Referring expression data:
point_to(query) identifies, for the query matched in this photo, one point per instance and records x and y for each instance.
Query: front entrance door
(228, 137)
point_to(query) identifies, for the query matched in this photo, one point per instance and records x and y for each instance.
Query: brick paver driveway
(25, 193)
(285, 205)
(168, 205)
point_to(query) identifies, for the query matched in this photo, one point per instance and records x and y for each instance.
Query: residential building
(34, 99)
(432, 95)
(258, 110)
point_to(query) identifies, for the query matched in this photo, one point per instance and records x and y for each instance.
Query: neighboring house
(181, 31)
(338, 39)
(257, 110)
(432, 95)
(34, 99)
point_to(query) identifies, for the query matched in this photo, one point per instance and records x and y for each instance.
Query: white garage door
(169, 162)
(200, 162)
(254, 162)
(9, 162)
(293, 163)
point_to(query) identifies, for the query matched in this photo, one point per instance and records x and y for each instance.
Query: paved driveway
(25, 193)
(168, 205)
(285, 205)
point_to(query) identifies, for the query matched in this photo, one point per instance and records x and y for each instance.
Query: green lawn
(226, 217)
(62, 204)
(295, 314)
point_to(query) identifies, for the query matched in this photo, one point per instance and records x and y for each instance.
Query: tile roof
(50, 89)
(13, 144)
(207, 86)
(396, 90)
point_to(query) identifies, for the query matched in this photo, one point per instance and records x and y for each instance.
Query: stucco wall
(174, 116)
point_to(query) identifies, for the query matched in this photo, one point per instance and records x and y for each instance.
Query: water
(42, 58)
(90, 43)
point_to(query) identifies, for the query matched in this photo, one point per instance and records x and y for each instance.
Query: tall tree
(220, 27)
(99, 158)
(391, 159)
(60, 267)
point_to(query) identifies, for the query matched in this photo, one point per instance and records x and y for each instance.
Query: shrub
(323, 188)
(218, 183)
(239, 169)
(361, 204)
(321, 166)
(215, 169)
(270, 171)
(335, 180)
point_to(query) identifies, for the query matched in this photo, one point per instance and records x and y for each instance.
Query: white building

◆ Exercise:
Set all of the data down again exactly.

◆ Task output:
point_to(query) identifies, for the query matched in this photo, one point per instance and records x and y for each instance.
Query: front entrance door
(228, 137)
point_to(query) identifies, for the query matched in this photo, one point per instance and records x and y for each instance.
Query: brick paver driveway
(25, 193)
(285, 205)
(168, 205)
point_to(query) identifies, for the query matched in this photo, one point per instance and records x and y for each instance.
Query: residential building
(34, 99)
(432, 95)
(258, 110)
point_to(query) identifies, for the query matched in this photo, one point per instance and records x and y for each instance.
Query: neighboring house
(181, 31)
(338, 39)
(257, 110)
(432, 95)
(34, 99)
point_to(query) identifies, for the query matched in this photo, one point per instance and records x and y for each instance.
Query: white garage door
(169, 162)
(200, 162)
(254, 162)
(9, 162)
(293, 163)
point_to(query) identifies, for the query matched in this photo, one point per instance and records x and y for each instance.
Query: paved driveway
(25, 193)
(168, 205)
(285, 205)
point_to(query) identifies, for the query matched in this photo, one point per instance and records x and y for each instance.
Query: green lawn
(226, 217)
(62, 204)
(295, 314)
point_to(query) identifies, for the query matched in this photo, one point per instance and records x and y for each instance.
Query: tile roof
(50, 89)
(13, 144)
(207, 86)
(396, 90)
point_to(query) identifies, for the query matched in this photo, one point per instance and records x and y for each instance.
Query: stucco wall
(174, 116)
point_to(query) identifies, for the query matched in this photo, one point per instance and records x and y for each instance.
Query: water
(42, 58)
(90, 43)
point_to(query) identifies, for the query matched in this photo, one point per instance and records x and y for each instance.
Query: tall tree
(220, 27)
(99, 158)
(391, 159)
(60, 267)
point_to(query) identifies, for the query matched in this photo, one point per instance and records x and y for each instance.
Query: shrub
(323, 188)
(218, 183)
(239, 169)
(361, 204)
(321, 166)
(215, 169)
(270, 171)
(335, 180)
point_to(query) identifies, for the query matched in this photo, one point per instance and records x and y for each instance.
Query: white building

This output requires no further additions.